Raw records:
* BEGIN *

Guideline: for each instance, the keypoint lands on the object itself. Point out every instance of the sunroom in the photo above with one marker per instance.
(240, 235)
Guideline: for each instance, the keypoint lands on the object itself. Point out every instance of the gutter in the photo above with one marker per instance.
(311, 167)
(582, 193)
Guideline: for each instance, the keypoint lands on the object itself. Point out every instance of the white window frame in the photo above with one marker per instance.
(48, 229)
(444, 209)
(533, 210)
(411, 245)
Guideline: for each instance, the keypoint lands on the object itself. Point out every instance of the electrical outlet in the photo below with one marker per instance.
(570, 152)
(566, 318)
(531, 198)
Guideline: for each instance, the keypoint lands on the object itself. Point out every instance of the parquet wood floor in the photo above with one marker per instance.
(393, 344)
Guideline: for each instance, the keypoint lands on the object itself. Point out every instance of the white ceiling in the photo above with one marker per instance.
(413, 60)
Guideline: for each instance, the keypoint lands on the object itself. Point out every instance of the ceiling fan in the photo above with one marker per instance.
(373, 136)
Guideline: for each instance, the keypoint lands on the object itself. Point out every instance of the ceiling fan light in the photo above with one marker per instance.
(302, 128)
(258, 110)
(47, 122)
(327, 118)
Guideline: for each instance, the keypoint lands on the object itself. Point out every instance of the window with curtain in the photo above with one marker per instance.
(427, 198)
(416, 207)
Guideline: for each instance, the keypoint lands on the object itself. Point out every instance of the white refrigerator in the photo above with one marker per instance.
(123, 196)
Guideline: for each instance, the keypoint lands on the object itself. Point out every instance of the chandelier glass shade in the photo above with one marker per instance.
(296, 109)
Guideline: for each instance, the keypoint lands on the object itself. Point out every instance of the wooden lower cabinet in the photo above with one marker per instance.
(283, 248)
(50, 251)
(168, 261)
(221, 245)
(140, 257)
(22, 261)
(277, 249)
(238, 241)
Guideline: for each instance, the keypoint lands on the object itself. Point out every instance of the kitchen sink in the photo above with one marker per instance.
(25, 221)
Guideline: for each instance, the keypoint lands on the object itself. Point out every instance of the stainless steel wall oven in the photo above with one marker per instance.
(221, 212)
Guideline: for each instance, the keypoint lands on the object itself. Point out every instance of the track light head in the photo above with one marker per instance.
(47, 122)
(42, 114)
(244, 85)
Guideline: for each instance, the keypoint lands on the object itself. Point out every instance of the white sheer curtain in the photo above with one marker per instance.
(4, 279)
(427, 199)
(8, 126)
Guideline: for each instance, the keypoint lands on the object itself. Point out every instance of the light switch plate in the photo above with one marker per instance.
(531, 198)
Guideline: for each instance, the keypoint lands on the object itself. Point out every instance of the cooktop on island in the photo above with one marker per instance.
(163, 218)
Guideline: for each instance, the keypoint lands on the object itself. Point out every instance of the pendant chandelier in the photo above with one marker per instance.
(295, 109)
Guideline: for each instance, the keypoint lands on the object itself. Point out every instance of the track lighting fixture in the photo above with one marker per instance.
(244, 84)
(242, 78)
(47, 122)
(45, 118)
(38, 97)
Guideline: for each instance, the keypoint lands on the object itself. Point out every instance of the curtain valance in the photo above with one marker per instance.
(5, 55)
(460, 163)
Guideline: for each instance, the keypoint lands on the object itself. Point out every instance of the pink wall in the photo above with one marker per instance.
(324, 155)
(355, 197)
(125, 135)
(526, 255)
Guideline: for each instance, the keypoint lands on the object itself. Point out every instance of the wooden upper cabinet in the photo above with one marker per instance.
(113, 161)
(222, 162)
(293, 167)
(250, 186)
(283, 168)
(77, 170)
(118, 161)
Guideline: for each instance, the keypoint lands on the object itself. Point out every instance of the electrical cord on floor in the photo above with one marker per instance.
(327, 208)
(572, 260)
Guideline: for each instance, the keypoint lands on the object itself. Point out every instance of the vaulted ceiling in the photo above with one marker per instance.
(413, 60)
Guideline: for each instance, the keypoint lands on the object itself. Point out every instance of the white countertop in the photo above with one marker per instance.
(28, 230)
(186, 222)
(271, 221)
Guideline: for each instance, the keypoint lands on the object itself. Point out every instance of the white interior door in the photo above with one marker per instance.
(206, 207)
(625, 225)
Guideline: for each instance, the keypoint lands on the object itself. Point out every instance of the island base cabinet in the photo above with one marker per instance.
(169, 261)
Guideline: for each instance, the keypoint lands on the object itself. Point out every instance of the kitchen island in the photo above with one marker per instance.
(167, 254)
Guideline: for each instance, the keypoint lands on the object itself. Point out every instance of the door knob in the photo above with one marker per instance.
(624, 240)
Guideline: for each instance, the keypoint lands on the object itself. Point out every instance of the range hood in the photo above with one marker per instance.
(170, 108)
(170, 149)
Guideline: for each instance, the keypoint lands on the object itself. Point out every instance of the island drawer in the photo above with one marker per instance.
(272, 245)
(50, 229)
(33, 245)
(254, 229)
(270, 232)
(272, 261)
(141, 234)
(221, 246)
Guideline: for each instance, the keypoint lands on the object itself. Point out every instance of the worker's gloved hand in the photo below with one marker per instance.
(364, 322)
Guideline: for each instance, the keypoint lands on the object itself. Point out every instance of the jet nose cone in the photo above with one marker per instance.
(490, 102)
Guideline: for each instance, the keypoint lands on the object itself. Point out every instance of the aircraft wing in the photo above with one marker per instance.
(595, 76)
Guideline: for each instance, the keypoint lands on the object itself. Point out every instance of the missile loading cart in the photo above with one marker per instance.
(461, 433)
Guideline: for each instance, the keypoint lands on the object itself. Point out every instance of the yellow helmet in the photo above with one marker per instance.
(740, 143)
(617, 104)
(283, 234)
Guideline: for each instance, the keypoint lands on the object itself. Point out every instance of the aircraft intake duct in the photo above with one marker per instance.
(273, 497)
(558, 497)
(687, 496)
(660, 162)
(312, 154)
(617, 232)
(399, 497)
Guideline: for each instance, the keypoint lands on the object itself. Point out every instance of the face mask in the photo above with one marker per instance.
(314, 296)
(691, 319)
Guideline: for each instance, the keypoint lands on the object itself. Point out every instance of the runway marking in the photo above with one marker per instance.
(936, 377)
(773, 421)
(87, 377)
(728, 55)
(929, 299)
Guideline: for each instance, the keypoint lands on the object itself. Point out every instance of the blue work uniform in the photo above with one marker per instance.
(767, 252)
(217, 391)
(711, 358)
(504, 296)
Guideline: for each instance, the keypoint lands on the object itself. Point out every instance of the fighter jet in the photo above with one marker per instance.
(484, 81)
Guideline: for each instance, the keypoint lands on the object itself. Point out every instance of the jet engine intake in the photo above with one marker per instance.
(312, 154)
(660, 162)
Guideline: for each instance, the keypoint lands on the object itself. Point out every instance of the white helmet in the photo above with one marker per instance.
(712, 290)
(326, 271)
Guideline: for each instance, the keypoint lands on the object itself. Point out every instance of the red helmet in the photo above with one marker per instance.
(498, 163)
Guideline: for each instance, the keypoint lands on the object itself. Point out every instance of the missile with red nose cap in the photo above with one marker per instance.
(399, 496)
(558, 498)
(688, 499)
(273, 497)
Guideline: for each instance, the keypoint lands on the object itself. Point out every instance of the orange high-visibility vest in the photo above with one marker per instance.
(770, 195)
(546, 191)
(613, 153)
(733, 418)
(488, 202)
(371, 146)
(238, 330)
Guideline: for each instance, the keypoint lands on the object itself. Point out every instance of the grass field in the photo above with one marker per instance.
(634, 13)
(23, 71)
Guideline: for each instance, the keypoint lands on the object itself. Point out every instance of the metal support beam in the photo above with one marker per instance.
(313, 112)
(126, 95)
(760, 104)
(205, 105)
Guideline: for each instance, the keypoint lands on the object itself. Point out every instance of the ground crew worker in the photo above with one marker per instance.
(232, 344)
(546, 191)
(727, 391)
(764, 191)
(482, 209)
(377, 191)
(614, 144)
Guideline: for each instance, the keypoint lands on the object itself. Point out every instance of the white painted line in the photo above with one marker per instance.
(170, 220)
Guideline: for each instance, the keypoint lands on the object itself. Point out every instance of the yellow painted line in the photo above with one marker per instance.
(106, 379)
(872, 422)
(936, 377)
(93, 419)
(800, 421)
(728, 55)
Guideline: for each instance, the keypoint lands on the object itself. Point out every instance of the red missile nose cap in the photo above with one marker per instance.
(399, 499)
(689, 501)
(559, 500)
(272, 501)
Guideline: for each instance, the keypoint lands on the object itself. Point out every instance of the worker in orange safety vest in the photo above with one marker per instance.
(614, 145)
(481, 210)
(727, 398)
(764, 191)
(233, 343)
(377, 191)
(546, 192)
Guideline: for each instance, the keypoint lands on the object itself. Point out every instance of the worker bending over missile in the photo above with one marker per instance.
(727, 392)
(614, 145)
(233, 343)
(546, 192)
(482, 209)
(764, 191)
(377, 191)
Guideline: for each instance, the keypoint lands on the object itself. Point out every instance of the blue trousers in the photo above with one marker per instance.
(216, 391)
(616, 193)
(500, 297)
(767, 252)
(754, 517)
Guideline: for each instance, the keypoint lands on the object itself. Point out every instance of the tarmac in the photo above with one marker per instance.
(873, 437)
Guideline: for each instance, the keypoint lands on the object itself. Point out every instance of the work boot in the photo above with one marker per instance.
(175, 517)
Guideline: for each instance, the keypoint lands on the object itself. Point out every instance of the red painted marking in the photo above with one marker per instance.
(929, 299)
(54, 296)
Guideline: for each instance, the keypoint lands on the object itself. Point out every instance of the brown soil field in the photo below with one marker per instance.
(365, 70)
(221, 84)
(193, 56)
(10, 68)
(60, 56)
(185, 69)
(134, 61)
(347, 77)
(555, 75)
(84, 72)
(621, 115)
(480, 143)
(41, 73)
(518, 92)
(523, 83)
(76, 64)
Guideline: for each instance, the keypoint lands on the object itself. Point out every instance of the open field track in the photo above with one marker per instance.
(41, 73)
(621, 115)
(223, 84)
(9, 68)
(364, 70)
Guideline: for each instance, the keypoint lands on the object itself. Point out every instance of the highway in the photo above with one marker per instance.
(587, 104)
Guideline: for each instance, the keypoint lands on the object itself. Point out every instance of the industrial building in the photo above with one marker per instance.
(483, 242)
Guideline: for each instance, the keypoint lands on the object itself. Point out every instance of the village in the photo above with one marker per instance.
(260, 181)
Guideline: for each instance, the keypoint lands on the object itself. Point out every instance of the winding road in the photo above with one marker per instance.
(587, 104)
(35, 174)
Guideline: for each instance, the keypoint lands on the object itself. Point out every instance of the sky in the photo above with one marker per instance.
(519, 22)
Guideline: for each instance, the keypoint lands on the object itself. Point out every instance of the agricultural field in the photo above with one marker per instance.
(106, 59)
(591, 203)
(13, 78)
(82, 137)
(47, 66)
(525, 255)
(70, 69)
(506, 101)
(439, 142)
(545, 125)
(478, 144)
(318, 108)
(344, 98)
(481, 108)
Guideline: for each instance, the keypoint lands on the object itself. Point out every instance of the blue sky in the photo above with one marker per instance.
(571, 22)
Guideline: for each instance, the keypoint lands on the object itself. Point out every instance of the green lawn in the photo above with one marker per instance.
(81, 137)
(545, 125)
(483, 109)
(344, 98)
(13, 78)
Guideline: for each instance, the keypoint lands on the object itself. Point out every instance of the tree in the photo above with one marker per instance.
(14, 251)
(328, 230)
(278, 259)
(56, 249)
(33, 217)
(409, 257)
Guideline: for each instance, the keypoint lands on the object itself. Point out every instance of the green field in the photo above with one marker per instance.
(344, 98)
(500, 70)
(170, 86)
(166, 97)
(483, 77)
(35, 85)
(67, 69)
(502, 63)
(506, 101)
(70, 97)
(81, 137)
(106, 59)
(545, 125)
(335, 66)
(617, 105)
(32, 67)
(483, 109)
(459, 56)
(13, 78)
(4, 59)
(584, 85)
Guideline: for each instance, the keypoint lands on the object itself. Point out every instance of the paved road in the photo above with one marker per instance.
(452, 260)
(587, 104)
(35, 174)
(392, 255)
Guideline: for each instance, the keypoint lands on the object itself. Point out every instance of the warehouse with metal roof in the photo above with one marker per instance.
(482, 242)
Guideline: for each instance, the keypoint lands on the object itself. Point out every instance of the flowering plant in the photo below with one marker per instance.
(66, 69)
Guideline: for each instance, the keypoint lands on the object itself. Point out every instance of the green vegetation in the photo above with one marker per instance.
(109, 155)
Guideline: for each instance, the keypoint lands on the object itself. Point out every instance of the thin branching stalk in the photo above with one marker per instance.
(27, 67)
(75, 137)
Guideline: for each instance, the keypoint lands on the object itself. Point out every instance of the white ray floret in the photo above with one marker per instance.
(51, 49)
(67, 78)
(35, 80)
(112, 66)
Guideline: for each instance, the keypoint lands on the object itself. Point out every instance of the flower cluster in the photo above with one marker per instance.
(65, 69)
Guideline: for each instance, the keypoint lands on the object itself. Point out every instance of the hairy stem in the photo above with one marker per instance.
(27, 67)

* END *

WRITTEN TASK
Take the lines from the one containing "of the flowering" to the last line of the material above and write them out exactly.

SOLUTION TO THIS TASK
Guideline: for each instance, the keypoint lands on the object itself. Point out every instance of the flowering plant in the photo below with one marker per instance.
(66, 69)
Guideline: for each instance, the keypoint lands on the object itself. Point out every instance of the green vegetation in the photo above with one marker per instance.
(109, 155)
Guideline: for each instance, the keypoint lands on the object itself. Point out every instance of the thin branching stalk in the photo above with one marker per instance.
(27, 67)
(75, 137)
Guideline: for each instance, the keypoint lands on the object itself. Point out every instance of the white ray floret in the photo above with one marker per instance.
(51, 49)
(67, 78)
(35, 80)
(112, 66)
Guideline: for each instance, the keypoint lands on the object itself. Point out every instance of the flower cluster in the photo above with one marker per instance.
(65, 69)
Guideline: for each instance, the keypoint lands on the object itself. Point out every instance of the hairy stem in the photo above with one marker per instance.
(27, 67)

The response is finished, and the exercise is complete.